## Set task
Pull out each line below that contains the word "scarf", and copy those lines without changing them.

· · · · · · ·

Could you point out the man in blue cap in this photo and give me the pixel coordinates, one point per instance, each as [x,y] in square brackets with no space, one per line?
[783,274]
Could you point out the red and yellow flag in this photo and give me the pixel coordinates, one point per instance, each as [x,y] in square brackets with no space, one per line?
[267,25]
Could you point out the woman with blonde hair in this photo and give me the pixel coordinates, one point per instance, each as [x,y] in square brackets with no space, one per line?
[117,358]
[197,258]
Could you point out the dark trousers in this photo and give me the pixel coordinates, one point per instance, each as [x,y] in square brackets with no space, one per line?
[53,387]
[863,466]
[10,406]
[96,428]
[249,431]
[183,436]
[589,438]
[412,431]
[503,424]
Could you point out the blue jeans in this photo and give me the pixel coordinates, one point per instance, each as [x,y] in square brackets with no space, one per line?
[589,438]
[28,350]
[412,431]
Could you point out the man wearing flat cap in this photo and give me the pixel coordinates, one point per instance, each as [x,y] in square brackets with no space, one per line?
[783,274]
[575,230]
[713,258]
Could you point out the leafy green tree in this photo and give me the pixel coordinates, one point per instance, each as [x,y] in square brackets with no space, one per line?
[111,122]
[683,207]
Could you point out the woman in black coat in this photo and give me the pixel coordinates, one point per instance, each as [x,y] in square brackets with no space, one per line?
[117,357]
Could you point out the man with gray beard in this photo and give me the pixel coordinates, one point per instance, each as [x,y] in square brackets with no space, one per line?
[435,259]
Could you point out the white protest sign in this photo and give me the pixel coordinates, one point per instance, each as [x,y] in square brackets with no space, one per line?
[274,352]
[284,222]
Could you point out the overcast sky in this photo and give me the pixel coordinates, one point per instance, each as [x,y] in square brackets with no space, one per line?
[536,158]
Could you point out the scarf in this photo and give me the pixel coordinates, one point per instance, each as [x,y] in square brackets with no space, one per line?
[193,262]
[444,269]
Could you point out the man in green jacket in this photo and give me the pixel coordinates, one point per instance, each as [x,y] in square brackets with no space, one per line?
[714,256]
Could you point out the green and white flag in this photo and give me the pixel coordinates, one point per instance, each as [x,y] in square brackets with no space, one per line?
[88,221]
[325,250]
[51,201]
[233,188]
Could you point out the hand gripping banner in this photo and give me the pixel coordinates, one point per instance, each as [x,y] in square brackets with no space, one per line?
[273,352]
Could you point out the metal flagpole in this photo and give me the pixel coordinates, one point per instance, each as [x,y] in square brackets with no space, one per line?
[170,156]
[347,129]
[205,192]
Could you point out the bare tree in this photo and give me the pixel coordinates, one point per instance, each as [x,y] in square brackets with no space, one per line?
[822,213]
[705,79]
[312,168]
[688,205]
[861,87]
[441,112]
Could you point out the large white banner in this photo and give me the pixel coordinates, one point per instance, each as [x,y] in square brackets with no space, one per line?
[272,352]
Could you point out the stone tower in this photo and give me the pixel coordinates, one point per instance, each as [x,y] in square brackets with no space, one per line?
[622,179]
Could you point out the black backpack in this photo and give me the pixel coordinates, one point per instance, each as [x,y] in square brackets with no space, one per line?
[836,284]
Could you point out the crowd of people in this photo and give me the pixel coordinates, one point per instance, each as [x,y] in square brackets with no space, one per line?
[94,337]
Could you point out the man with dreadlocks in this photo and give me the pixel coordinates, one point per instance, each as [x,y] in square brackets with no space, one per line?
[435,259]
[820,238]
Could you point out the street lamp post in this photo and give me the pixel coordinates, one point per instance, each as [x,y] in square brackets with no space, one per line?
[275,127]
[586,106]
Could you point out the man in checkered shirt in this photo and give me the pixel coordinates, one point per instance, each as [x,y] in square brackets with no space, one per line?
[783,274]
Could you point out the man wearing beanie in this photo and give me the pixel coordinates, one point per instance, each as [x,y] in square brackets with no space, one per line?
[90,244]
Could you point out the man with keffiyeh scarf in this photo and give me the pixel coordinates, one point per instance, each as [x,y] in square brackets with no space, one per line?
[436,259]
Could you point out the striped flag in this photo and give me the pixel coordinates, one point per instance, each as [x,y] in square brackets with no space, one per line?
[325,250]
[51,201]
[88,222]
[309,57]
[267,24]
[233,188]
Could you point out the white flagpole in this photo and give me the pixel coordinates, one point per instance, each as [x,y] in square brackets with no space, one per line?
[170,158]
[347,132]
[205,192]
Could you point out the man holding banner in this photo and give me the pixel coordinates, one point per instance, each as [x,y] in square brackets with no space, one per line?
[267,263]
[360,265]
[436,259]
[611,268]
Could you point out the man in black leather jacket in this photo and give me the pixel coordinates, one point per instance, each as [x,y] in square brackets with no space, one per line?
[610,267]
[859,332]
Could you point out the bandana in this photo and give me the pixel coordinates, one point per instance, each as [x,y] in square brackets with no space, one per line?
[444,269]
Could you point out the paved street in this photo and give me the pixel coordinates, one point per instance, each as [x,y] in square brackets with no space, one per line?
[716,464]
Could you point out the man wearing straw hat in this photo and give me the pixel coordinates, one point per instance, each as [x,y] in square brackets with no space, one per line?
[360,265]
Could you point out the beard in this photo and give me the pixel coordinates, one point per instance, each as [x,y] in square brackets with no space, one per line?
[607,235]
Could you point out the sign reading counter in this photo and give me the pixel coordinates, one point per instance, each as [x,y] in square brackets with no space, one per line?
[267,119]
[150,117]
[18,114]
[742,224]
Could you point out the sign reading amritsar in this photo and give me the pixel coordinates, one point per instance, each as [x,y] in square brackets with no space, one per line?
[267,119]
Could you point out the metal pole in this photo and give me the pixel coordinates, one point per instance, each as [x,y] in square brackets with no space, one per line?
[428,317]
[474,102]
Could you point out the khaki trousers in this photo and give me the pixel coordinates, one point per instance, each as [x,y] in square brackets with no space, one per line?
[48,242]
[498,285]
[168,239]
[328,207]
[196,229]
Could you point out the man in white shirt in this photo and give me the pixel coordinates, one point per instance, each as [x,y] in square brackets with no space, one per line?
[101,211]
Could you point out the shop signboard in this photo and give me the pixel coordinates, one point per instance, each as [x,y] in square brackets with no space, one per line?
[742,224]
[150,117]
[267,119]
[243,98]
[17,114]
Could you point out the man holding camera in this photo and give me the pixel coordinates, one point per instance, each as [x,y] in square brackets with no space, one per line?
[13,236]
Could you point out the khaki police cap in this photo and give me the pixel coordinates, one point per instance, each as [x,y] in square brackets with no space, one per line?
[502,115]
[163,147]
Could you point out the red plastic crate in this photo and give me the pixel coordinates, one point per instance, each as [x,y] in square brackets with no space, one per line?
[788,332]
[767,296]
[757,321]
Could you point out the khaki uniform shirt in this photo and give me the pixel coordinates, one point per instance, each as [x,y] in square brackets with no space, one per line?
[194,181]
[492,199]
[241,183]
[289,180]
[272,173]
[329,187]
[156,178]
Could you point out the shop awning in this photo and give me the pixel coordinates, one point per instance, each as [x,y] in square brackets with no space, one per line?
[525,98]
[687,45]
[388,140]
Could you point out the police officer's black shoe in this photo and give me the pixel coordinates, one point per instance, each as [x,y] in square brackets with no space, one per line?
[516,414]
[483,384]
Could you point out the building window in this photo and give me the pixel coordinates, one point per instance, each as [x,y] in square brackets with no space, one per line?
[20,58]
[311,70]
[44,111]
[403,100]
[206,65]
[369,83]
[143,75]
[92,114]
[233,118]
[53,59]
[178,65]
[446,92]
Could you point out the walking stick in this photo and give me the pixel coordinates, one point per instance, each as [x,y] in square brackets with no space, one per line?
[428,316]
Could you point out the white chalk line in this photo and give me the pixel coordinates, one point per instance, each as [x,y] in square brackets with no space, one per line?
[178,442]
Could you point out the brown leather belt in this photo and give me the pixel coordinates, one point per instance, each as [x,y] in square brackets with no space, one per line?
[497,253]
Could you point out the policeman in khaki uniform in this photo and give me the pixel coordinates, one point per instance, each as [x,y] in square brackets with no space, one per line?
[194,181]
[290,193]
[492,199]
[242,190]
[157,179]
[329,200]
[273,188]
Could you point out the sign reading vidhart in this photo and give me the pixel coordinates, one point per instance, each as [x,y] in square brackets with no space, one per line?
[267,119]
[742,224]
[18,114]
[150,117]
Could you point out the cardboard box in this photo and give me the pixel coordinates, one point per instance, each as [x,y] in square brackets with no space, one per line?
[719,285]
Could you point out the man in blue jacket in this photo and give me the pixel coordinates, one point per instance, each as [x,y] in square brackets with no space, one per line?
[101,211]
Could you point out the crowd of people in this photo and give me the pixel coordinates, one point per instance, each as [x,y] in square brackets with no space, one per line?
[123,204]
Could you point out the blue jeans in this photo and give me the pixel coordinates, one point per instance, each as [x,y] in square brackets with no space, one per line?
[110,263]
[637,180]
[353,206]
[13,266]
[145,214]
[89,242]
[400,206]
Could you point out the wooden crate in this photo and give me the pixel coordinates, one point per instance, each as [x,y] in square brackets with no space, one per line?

· · · · · · ·

## Output
Could you point out the scarf in this photo and give me the pixel coordinates, one point per instance, each as [x,y] in square brackets with no space, one per line?
Could you point out the man with keffiyeh scarf in this photo and give me the pixel coordinates, one point per instance, each as [x,y] in square brackets with no space, one per line?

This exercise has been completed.